**Exercise input:**
════

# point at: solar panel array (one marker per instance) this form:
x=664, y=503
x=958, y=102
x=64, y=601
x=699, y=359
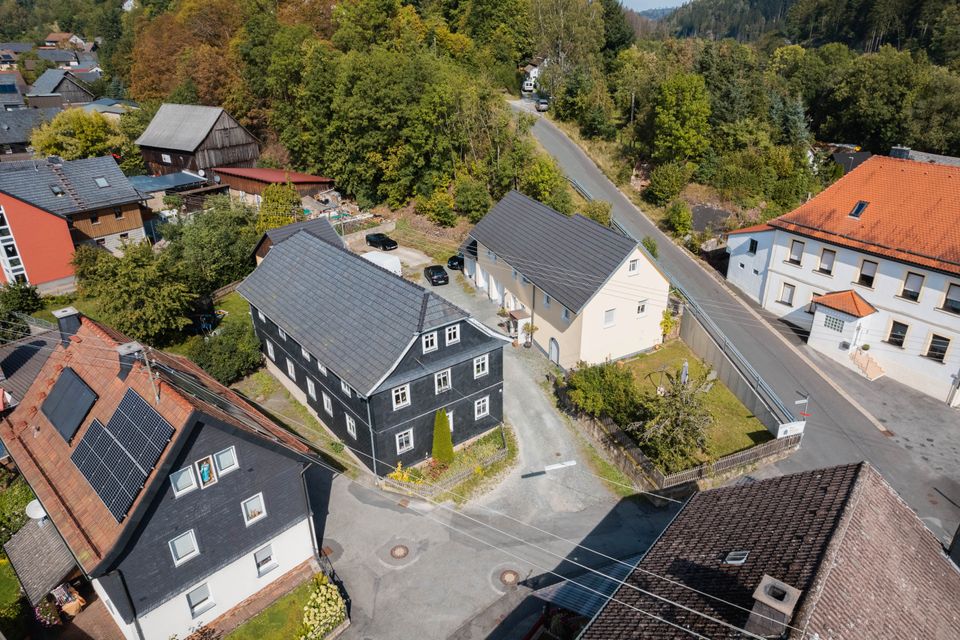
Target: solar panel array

════

**Objective:** Return each line of the data, keeping its wording exact and omitting pictures.

**Output below:**
# point at: solar panel array (one marker per instance) this form:
x=664, y=503
x=958, y=102
x=64, y=601
x=699, y=359
Target: solar panel array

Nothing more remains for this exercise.